* WHAT IS REQUIRED *
Every entry below should be printed again exactly as it reads.

-------- EXERCISE INPUT --------

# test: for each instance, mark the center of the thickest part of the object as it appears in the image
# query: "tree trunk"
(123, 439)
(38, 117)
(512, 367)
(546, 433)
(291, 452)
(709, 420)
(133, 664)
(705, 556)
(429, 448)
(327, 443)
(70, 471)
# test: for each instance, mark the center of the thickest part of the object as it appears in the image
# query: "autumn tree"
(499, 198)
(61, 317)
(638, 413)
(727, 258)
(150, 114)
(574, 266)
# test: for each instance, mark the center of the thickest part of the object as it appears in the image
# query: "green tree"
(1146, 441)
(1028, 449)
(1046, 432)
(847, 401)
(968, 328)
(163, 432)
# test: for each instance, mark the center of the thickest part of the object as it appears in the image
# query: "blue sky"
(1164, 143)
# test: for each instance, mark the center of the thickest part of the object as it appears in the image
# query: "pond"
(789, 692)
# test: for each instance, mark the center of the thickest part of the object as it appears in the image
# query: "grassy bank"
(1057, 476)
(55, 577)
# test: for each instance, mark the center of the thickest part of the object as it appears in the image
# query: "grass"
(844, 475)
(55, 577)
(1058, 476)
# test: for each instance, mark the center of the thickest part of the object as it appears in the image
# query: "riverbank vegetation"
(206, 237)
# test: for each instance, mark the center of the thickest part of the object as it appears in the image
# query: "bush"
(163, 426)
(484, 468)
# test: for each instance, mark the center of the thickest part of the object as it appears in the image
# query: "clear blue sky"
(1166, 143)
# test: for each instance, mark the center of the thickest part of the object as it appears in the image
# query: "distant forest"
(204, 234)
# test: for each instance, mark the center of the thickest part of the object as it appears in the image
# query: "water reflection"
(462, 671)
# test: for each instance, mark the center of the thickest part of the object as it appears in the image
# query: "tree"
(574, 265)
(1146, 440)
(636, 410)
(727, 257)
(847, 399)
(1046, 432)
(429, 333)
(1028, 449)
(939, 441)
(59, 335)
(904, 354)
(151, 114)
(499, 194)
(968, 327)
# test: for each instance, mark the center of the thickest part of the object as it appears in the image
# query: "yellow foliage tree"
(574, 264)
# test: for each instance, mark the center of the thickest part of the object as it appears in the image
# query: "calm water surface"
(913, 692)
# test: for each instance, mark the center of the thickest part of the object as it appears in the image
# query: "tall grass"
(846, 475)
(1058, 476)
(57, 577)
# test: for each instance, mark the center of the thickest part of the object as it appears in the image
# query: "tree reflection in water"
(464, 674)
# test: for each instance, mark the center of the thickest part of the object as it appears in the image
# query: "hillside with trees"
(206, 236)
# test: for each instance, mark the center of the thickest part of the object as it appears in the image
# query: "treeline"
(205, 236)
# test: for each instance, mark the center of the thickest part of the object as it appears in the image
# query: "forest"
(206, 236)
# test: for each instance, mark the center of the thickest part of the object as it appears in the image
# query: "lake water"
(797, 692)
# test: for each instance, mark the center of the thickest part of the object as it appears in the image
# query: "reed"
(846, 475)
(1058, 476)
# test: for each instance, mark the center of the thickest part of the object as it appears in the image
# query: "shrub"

--------

* ANSWER TO THE EXERCISE *
# test: for each instance, mark the center of the thickest part of the object as it appears in the image
# query: "tree trunk"
(123, 439)
(38, 117)
(512, 367)
(546, 433)
(291, 452)
(709, 420)
(133, 664)
(705, 556)
(429, 448)
(327, 443)
(70, 471)
# test: for each instance, mark the center of the thickest part of the object as it appears in the image
# query: "autumn tree"
(499, 198)
(61, 317)
(638, 413)
(727, 258)
(150, 114)
(574, 266)
# test: for each instance, mark the center of the thickest part of the object as it appears in the image
# query: "green tree"
(1146, 441)
(1028, 449)
(1046, 432)
(847, 401)
(968, 328)
(163, 432)
# test: for each instance, mark the center of the thickest part of the object as it appears in the image
# query: "blue sky"
(1164, 143)
# test: for each instance, mark the center of the thickest part of the object as it appears in the image
# query: "pond"
(789, 692)
# test: for each instance, mark the center of the thickest part of the object as it appears in the image
# query: "grassy bank"
(1057, 476)
(55, 577)
# test: for each instance, mark the center of the thickest part of the object as it appears in the image
# query: "grass"
(844, 475)
(55, 577)
(1058, 476)
# test: for each instance, mark the center of the thickest part of the object as it appears in the image
# query: "riverbank vegetation"
(206, 237)
# test: for each instance, mark the center of the thickest part of the object as it appears in the image
# query: "bush"
(163, 426)
(484, 468)
# test: for each instance, mark the center of the thickest part of the object as it appears in the image
# query: "clear blue sky"
(1166, 143)
# test: for each instance, mark the center of the thickest part of the object as it appears in the image
# query: "distant forest"
(204, 234)
# test: for each instance, mark the center of the thickest part of the object as it appears in the image
# query: "water reflection"
(462, 671)
# test: for each instance, mark the center of the thickest part of the object as it appears in the image
# query: "tree"
(574, 265)
(1146, 440)
(636, 410)
(727, 257)
(847, 399)
(1046, 432)
(429, 333)
(1028, 449)
(939, 441)
(59, 335)
(904, 354)
(151, 114)
(499, 194)
(968, 327)
# test: for each instance, mark the center of the thickest part of the object as it appears in the image
# query: "yellow foliage tree"
(574, 264)
# test: for each instance, mark the center of the thickest part of the object as it appears in the image
# query: "calm water surface"
(913, 692)
# test: for each instance, mark the center of the thickest part of the object as it appears in the image
# query: "tall grass"
(846, 475)
(1058, 476)
(57, 577)
# test: for each instance, mark the center of the thickest part of the object as it appears in the image
# query: "tree reflection in water"
(464, 674)
# test: for each instance, mark the center of the thickest part of the object as it appears in the image
# query: "hillside with trees"
(206, 236)
# test: for each instance, mark the center of the thickest part of the object as it appears in the image
# query: "treeline"
(205, 236)
# test: for each instance, mark the center of the thickest part of the object as it appears in the image
# query: "forest"
(206, 236)
# test: for each instance, mark the center of the thickest part of the object as it appears in the image
# query: "lake water"
(797, 692)
# test: for each instance, mark the center of the thickest part of the object as it appears in the image
# query: "reed"
(846, 475)
(1058, 476)
# test: for each instance, mark the center of the thickest part of the object as it appears in the image
# query: "shrub"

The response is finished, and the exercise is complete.